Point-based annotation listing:
__________________________________________________

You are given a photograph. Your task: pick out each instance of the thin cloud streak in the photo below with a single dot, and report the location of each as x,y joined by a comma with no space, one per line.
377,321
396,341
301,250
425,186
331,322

__________________________________________________

Put every line of the listing above into a JSON list of strings, one string per line, leaving out any blank lines.

TASK ANSWER:
[
  "You are given a photograph. Your task: pick out each instance of the thin cloud streak in the photo below with a single dot, and report the location of each as x,y joined by a comma with no space, one per line.",
  "377,321",
  "396,341",
  "301,250",
  "425,186",
  "331,322"
]